> [Source text]:
Lastly, don’t forget to sign off by thanking them for their time again. In addition, include something along the lines of “Best regards,” “Many thanks,” or “Sincerely,” and possibly your contact information at the end.
3. When to send the email
Write as soon as you can after the interview is over. Ideally, send your email on the same day as your interview or, at the latest, one day later. That shows the interviewer that you’re excited about the job and eager to move forward in the hiring process.
What Should You Say in a Follow-Up Email After an Interview?
Feel free to customize the following example when crafting a follow-up email after a job interview:
Dear [Interviewer’s last name],
I’m writing to express my gratitude for the opportunity to interview for the position of [role]. It was a pleasure speaking with you and learning more about the role and your company.
I appreciate your insights into this position, especially [list some specific details or information that stood out to you]. After our meeting, I am even more excited about this opportunity and believe this position is an excellent match for my skills and interests.
I’m excited to learn about the next steps in the hiring process. In the meantime, please let me know if I can provide any additional information that could aid your decision-making process.
I look forward to hearing from you.
[Your full name]
How Do I Write a Second Follow-Up Email After a Job Interview?
A second follow-up email becomes appropriate if you don’t hear back from the hiring manager or recruiter within a week after sending the thank you email. However, you should be strategic, and here are some tips for getting it right:
Your subject line should be direct and specific. And since you’re following up about the status of your candidacy, it should be clear that’s what you’re doing. Something like “Quick Question About Position Status,” or “Following Up on [job title]” will do the trick.
In the first paragraph, include a sentence to provide context for who you are and the position you interviewed for. For example: “As we discussed on January 5th, I am writing to follow up on my application for the assistant editor position.”
Follow up by reaffirming your interest in the position.
In the third paragraph, ask about the status of your candidacy. Don’t be shy here — ask straight up what’s happening regarding filling the role in question! Here are some examples:
- “Do you know when I might expect to hear back regarding this opportunity?”
- “Would you mind furnishing me with your timeframe for deciding on this position?”
Next, offer thanks for their time and consideration. After which, conclude with your full name and contact information.
Example email script
Hi [Interviewer’s last name]
I hope you’re having a great week so far! I just wanted to follow up on my application for the [job title] position at [company name]. I’m very interested in joining your team and helping to [something relevant to the job]!
I know you’re busy, but I was hoping we could get in touch so that I could learn more about the status of my candidacy and how you’d like to proceed.
Additionally, if there are any other questions or opportunities for me to provide more information, please don’t hesitate to reach out. I hope to hear from you soon!
How Do You Ask If you’re Still Being Considered for a Job?

> [Recorded data]:
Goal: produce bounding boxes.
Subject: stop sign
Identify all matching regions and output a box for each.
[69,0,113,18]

> [Problems and tasks]:
1. Translate this sentence from the text on interview follow-up emails into Spanish: "Write as soon as you can after the interview is over."
2. From the text on interview follow-up emails, extract the passage starting at "A second follow-up email becomes" and ending at "do the trick.", copying it word for word.

> [Solved problems]:
1. Escriba lo antes posible una vez terminada la entrevista.

2.
A second follow-up email becomes appropriate if you don’t hear back from the hiring manager or recruiter within a week after sending the thank you email. However, you should be strategic, and here are some tips for getting it right:
Your subject line should be direct and specific. And since you’re following up about the status of your candidacy, it should be clear that’s what you’re doing. Something like “Quick Question About Position Status,” or “Following Up on [job title]” will do the trick.